**TASK INPUTS:**
⟨

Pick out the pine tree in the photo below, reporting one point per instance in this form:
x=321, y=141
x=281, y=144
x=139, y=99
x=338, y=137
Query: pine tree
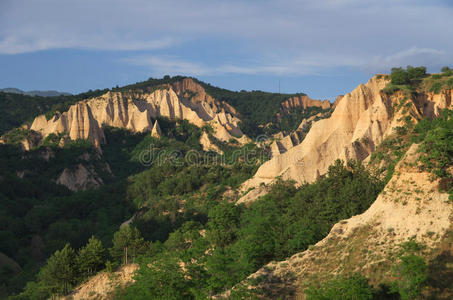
x=60, y=272
x=91, y=258
x=127, y=243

⟩

**INSTRUCTIONS FOR THE TASK:** Set down all the entries exactly as they appear, but skip any pictures.

**REPLY TO THE TASK:**
Pick out the pine tree in the photo below, reporting one point per instance in this form:
x=321, y=141
x=281, y=144
x=139, y=99
x=338, y=137
Query: pine tree
x=60, y=272
x=91, y=258
x=127, y=243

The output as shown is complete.